Source data:
•••

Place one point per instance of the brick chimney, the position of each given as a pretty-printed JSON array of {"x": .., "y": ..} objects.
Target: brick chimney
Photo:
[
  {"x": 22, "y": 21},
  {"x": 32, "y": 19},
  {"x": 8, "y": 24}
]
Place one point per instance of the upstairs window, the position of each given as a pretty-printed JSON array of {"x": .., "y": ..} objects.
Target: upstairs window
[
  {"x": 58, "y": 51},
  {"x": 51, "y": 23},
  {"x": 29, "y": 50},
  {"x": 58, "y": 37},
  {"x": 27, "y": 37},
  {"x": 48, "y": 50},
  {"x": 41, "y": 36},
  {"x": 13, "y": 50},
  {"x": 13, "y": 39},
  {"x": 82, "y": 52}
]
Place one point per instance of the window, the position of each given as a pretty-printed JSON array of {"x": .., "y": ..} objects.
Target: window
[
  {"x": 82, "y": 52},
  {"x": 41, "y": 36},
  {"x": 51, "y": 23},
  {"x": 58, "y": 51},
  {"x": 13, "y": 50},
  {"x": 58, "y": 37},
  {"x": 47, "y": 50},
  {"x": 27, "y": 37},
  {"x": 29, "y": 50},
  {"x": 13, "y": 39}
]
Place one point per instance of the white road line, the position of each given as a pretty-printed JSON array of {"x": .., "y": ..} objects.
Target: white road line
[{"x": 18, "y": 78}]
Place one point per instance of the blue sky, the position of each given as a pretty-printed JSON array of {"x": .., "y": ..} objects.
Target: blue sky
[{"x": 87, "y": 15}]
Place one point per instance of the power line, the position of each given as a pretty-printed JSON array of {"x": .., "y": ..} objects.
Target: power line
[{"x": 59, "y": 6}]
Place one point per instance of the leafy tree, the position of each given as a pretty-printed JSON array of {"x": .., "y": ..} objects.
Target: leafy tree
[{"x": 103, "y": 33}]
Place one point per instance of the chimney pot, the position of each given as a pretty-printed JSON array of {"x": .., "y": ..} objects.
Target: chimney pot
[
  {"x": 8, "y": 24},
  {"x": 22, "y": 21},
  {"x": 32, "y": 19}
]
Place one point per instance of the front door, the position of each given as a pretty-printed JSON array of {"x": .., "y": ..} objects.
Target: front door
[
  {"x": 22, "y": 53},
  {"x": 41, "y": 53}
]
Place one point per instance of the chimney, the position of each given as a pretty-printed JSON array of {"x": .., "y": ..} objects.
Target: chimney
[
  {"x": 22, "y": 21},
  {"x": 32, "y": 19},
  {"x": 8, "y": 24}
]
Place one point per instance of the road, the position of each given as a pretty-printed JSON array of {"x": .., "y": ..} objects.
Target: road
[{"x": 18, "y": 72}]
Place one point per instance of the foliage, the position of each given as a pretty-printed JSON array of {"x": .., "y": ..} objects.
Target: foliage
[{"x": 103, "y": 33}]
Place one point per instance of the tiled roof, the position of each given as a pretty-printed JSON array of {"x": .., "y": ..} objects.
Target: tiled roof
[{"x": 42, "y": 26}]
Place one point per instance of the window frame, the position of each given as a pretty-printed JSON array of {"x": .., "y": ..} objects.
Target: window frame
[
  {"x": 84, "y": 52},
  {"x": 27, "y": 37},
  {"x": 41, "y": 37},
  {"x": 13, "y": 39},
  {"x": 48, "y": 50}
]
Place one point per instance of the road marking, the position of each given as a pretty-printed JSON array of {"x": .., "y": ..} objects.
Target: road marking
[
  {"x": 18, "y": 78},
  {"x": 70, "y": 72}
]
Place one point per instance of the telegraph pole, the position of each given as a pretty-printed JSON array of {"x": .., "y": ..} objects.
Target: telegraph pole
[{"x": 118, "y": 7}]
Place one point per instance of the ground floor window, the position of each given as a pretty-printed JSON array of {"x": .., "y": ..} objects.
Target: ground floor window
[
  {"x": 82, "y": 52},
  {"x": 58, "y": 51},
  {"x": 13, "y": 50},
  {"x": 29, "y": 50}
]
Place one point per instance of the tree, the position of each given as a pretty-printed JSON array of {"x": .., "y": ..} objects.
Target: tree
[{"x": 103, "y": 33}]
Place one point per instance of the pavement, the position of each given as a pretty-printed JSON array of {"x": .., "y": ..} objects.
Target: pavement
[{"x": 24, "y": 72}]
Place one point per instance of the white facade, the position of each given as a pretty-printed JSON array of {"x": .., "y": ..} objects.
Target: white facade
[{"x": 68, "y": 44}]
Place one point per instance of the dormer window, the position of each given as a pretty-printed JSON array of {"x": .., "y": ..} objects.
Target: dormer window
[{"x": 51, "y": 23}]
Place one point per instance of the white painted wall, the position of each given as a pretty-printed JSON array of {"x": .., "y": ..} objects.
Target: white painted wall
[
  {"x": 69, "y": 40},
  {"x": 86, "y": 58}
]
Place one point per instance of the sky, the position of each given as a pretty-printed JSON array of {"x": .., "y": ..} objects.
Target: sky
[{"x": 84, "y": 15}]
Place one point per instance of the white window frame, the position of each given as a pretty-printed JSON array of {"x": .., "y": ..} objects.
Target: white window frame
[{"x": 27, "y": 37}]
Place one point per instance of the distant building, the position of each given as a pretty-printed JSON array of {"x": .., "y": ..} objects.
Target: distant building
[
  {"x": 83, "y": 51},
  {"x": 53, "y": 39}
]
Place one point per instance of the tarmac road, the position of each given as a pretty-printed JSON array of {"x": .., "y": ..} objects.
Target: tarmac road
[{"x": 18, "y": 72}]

•••

What to work on: How many of the lines above contain the string "brick"? Give the count alone.

Exercise answer: 2